Directions:
Please count the lines in the listing below that contain the word "water" and reply with that number alone.

Data to use:
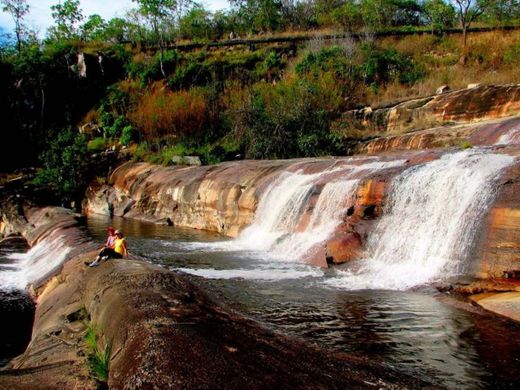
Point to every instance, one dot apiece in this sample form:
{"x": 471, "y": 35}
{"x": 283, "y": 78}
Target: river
{"x": 417, "y": 331}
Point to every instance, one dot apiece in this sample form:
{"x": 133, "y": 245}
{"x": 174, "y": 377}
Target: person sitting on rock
{"x": 117, "y": 250}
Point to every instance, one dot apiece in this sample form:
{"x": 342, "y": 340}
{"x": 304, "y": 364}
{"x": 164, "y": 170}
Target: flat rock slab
{"x": 506, "y": 304}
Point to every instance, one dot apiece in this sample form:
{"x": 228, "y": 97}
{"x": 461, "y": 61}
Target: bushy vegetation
{"x": 99, "y": 360}
{"x": 134, "y": 89}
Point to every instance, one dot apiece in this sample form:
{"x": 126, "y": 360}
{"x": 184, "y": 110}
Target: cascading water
{"x": 510, "y": 138}
{"x": 280, "y": 210}
{"x": 428, "y": 230}
{"x": 36, "y": 264}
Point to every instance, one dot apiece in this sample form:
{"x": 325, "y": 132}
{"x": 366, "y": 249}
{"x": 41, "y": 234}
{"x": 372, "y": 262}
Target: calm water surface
{"x": 413, "y": 331}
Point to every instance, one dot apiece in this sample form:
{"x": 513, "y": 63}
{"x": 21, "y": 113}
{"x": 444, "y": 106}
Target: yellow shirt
{"x": 119, "y": 246}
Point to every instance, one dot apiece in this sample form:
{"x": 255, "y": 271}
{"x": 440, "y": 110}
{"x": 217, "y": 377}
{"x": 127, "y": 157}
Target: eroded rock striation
{"x": 163, "y": 332}
{"x": 483, "y": 102}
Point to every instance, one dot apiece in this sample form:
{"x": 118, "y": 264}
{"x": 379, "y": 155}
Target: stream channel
{"x": 420, "y": 332}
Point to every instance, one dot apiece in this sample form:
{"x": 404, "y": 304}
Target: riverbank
{"x": 163, "y": 332}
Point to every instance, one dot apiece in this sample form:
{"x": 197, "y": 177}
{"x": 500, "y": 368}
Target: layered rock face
{"x": 462, "y": 106}
{"x": 224, "y": 199}
{"x": 162, "y": 331}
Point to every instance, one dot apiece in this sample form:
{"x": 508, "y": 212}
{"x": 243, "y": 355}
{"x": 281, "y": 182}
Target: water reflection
{"x": 413, "y": 331}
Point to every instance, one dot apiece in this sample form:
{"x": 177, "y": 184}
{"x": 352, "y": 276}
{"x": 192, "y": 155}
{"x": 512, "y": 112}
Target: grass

Output:
3